___ Page extract ___

The Health Tribunal at OATH proposes to modify the provisions in Chapter 6 in Title 48 of the Rules of the City of New York. The changes modify various procedures relating to pre-hearing rescheduling, adjournments, notifications, defaults, appeals, conduct of participants, and other matters related to the Health Tribunal at OATH.

 

Location: 
NYC Office of Administrative Trials and Hearings
100 Church Street 12th Fl, Court Room G
New York, NY 10007
Contact: 

Stacey Turner
(212) 933-3007

Download Copy of Proposed Rule (.pdf): 

Adopted Rules: Closed to Comments

Adopted Rules Content: 

 

 

Statement of Basis and Purpose of Rule

 

Background of Rule Amendments

 

On November 2, 2010, New York City voters approved a number of Charter revisions including an amendment authorizing the Mayor, by executive order, to consolidate City administrative tribunals into the Office of Administrative Trials and Hearings (“OATH”). In addition, they required the establishment of a committee whose mandate was to recommend which tribunals or types of cases should be transferred to OATH. The Mayor's Committee on Consolidation of Administrative Tribunals issued its "Report and Recommendations," dated June 7, 2011, containing an Appendix with recommended modifications to rules of the various tribunals ("Report" and "Appendix"). The set of rules contained in the Appendix that were designated as OATH rules, referred to below as "interim rules," would be continued until OATH conducted rulemaking governing the procedures of the tribunals to be under its jurisdiction.

 

As further authorized by the Charter amendments, on June 8, 2011, the Mayor issued E.O. 148, which, among other things, transferred to OATH the administrative tribunals then located within the Department of Health and Mental Hygiene (“DOHMH”) and the Taxi and Limousine Commission, effective July 3, 2011.

 

With respect to the Health Tribunal, E.O. 148, by approving the Report and adopting its Appendix, provided that the rules and procedures governing adjudication at the DOHMH Administrative Tribunal would generally be continued with some modifications as interim rules of OATH applicable to the Health Tribunal within OATH. These rules and procedures were contained in Article 7 of the Health Code. This set of interim rules would be continued until such time as OATH completed rulemaking in accordance with the Charter. See E.O. 148, § 1(b) and (c).

___

Update the OATH rule notice between "As further authorized" and "1(b) and (c).", inclusive, and give that part again with "interim rules" replaced by "temporary rules".

___ Dataset records ___

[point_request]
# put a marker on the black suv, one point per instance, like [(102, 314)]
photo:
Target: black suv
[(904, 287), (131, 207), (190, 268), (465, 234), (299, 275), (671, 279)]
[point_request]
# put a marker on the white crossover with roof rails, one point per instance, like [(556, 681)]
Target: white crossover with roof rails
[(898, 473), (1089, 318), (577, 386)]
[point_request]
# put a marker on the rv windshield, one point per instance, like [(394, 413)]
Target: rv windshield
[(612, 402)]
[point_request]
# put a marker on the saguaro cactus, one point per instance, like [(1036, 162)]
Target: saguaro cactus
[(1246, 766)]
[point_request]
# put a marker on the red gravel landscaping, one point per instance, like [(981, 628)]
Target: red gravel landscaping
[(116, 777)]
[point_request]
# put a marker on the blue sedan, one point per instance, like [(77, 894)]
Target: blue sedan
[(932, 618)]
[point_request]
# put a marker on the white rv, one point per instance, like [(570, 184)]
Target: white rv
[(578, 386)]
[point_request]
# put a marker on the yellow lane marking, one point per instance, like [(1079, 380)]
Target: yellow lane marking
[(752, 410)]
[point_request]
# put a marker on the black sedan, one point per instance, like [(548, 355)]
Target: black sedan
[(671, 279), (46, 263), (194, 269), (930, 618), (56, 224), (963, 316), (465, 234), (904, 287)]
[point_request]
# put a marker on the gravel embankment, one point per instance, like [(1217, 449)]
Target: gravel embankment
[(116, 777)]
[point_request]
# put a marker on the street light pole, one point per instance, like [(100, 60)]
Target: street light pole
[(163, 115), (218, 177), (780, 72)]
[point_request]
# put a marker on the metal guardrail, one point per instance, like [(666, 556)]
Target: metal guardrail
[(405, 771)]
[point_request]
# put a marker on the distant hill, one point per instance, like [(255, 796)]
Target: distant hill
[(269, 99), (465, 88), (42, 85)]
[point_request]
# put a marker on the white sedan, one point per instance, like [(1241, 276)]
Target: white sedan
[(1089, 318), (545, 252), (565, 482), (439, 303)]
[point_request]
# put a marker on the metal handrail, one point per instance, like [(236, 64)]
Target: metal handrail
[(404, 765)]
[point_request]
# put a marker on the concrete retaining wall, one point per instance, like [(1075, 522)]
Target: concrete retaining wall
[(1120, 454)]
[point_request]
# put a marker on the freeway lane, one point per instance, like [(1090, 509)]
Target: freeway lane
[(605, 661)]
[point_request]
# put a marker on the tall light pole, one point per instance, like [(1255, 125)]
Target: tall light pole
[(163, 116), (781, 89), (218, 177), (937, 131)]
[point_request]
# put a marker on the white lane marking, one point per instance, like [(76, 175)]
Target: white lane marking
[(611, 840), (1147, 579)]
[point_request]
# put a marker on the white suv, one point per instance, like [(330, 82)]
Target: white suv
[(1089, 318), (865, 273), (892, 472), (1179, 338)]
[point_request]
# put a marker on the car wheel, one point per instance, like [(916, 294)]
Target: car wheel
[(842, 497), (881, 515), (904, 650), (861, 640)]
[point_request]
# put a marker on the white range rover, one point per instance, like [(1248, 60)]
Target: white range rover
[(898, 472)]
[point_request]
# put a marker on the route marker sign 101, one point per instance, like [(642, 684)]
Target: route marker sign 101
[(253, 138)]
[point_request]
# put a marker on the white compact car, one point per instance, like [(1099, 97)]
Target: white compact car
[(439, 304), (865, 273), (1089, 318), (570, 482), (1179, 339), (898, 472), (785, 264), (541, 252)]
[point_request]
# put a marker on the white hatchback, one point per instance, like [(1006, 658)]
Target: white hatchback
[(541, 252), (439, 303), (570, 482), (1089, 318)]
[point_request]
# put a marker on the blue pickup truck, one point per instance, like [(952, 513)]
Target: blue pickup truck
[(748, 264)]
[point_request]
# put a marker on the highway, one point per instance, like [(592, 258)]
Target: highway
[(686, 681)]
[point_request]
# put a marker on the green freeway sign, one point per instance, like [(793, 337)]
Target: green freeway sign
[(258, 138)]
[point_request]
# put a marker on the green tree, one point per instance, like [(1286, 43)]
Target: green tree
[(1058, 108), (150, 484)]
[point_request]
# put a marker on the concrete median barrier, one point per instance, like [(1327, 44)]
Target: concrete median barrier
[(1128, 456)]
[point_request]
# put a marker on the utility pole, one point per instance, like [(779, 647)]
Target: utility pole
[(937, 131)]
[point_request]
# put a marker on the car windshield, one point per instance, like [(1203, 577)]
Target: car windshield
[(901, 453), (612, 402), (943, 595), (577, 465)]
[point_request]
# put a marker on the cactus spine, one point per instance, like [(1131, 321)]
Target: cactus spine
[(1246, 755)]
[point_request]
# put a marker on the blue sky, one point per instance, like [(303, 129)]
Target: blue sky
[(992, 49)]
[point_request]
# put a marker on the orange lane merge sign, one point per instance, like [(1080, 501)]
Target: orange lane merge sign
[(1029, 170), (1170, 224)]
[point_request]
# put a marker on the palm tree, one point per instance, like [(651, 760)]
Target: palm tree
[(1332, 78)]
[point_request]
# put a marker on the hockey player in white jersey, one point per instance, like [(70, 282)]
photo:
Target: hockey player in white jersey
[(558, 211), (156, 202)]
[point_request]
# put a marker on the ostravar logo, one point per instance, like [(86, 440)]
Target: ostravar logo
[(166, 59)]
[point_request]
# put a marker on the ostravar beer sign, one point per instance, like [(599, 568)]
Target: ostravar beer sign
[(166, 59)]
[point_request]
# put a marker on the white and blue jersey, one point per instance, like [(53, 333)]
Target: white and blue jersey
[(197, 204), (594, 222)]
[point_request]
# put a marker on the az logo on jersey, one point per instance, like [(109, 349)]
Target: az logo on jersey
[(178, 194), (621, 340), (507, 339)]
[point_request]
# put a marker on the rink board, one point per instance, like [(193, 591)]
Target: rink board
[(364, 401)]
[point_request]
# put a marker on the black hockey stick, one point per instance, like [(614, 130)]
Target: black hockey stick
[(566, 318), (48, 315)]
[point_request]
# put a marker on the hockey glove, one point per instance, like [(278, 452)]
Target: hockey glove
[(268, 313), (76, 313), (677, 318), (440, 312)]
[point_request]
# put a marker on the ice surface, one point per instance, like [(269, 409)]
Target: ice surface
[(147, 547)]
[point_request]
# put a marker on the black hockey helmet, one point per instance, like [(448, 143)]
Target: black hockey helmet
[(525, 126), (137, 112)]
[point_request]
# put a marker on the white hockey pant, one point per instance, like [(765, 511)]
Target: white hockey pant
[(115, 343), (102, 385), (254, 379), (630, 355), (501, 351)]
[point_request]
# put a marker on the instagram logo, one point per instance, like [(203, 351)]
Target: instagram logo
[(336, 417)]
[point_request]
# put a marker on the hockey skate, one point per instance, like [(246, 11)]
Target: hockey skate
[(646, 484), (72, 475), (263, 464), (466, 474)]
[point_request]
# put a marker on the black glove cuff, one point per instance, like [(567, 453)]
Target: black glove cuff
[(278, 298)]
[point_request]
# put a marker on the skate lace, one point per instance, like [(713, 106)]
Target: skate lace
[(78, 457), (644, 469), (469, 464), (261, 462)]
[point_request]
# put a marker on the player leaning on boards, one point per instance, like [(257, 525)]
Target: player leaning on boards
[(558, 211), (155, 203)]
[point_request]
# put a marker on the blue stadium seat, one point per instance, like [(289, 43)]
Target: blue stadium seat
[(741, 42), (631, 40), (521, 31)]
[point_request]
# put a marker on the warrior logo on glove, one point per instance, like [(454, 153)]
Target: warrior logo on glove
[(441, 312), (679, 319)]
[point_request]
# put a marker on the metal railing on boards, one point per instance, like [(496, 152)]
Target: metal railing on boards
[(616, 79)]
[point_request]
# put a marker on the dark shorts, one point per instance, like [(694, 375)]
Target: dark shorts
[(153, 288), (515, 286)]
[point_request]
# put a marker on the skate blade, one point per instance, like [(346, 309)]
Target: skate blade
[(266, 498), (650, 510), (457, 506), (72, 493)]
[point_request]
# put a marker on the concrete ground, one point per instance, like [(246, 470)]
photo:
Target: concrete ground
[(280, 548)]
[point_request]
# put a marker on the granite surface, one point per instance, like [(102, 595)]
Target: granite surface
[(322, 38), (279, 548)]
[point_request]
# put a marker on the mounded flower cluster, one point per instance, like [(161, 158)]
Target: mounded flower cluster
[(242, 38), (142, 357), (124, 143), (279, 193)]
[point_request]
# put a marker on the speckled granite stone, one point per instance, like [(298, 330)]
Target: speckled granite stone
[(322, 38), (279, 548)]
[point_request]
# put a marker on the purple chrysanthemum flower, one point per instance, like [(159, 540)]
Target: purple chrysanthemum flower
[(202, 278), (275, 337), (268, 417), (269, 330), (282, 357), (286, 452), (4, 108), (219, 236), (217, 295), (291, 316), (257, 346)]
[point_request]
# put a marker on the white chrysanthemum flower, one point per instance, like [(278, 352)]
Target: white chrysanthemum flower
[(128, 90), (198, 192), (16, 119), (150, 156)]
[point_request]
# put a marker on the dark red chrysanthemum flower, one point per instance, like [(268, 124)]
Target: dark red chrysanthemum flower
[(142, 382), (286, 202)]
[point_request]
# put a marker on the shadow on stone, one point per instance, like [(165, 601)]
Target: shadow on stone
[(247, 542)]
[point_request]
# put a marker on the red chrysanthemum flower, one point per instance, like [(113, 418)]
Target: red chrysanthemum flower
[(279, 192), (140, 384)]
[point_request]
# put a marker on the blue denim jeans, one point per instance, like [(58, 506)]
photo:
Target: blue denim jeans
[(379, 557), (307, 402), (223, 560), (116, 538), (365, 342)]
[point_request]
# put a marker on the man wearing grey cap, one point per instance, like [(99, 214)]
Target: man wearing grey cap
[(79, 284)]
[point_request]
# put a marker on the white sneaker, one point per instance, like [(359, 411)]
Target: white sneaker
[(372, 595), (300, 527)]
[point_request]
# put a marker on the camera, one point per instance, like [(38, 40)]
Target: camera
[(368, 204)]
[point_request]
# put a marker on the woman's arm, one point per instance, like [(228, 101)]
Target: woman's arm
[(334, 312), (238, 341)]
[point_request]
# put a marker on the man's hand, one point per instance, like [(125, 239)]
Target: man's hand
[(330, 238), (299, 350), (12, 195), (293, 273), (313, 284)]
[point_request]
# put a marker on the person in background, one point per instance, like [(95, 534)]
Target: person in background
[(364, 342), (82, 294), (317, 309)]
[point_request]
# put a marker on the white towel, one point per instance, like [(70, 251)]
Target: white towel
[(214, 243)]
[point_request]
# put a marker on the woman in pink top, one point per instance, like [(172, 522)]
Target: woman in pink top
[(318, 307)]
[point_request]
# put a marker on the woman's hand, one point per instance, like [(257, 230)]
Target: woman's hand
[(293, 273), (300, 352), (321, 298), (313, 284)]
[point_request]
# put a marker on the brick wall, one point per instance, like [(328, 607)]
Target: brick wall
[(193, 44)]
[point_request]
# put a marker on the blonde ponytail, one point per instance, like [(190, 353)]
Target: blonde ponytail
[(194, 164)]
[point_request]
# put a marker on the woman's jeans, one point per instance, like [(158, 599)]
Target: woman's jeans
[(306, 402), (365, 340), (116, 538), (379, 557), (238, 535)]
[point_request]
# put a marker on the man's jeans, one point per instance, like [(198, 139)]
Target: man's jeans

___

(Output for this task):
As further authorized by the Charter amendments, on June 8, 2011, the Mayor issued E.O. 148, which, among other things, transferred to OATH the administrative tribunals then located within the Department of Health and Mental Hygiene (“DOHMH”) and the Taxi and Limousine Commission, effective July 3, 2011.

 

With respect to the Health Tribunal, E.O. 148, by approving the Report and adopting its Appendix, provided that the rules and procedures governing adjudication at the DOHMH Administrative Tribunal would generally be continued with some modifications as temporary rules of OATH applicable to the Health Tribunal within OATH. These rules and procedures were contained in Article 7 of the Health Code. This set of temporary rules would be continued until such time as OATH completed rulemaking in accordance with the Charter. See E.O. 148, § 1(b) and (c).